Assignment 1:
In the dumpling soup text, reproduce the passage from "Our version of" up to and including "of those ingredients.", switching "broth" to "stock".
Assignment 2:
According to the dumpling soup text, what was added to the vegetable broth to fortify it?

Text shown:
━━━━━━━━
A large white bowl filled with dumpling soup and surrounded by a small bowl of white sesame seeds, an open jar of chili crisp and an orange decorative towel.

What is dumpling soup?

Our version of dumpling soup is a quick, semi-homemade soup inspired by dumpling soups found in Chinese, Korean and Japanese cuisines. The soup features a savory clear broth, delicate meat-filled dumplings, fresh greens, and an array of condiments to sprinkle on top. Here’s what you need for this Easy Dumpling Soup:

  • Frozen dumplings — You can find Asian-style dumplings in the freezer section, usually filled with pork, vegetables, shrimp, or a combination of those ingredients.
  • Broth — We fortified our vegetable broth with soy sauce and toasted sesame oil!
  • A handful of fresh greens — like sliced green onions, fresh spinach, or baby bok choy
  • Condiments — Use anything your heart desires! Try chili crisp, sesame seeds, black vinegar, cilantro, and more!

Is this an authentic recipe?

No, this is not an authentic dumpling soup, but we highly encourage you to read more about the wide variety and rich culture surrounding dumplings. Also, check out these recipes for authentic Chinese potstickers and Xiaolongbao (soup dumplings), Korean mandu, and Japanese gyoza.
━━━━━━━━
Dataset extract:
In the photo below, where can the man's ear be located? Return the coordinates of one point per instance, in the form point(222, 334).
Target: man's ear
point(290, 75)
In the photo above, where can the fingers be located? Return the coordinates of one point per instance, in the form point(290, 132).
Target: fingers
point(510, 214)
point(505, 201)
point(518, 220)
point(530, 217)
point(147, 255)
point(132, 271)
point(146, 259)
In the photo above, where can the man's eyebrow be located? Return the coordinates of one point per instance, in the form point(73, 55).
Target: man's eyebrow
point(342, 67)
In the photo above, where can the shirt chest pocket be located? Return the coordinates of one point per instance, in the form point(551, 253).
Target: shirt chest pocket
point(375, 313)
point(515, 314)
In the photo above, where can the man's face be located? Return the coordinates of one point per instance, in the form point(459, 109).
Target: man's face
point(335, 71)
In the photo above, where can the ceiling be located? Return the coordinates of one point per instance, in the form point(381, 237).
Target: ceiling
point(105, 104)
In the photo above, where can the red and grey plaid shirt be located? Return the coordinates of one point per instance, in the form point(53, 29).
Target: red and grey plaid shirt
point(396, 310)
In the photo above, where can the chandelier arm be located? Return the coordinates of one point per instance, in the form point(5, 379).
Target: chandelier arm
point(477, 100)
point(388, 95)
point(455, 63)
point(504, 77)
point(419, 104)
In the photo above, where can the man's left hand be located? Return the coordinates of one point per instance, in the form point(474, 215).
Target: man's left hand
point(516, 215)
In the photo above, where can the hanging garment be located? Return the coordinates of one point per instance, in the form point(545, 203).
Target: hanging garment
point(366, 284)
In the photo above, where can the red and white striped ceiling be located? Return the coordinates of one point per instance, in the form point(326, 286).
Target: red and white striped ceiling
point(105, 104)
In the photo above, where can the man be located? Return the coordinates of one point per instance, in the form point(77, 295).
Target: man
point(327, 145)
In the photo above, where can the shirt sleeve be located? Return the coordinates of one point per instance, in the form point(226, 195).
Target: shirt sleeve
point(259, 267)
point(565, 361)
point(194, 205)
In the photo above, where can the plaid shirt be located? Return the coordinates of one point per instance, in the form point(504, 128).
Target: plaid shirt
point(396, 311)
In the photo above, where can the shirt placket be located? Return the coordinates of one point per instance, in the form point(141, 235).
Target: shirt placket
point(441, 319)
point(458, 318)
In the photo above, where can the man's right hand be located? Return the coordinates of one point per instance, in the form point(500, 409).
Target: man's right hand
━━━━━━━━
Exercise result 1:
Our version of dumpling soup is a quick, semi-homemade soup inspired by dumpling soups found in Chinese, Korean and Japanese cuisines. The soup features a savory clear stock, delicate meat-filled dumplings, fresh greens, and an array of condiments to sprinkle on top. Here’s what you need for this Easy Dumpling Soup:

  • Frozen dumplings — You can find Asian-style dumplings in the freezer section, usually filled with pork, vegetables, shrimp, or a combination of those ingredients.

Exercise result 2:
Soy sauce and toasted sesame oil.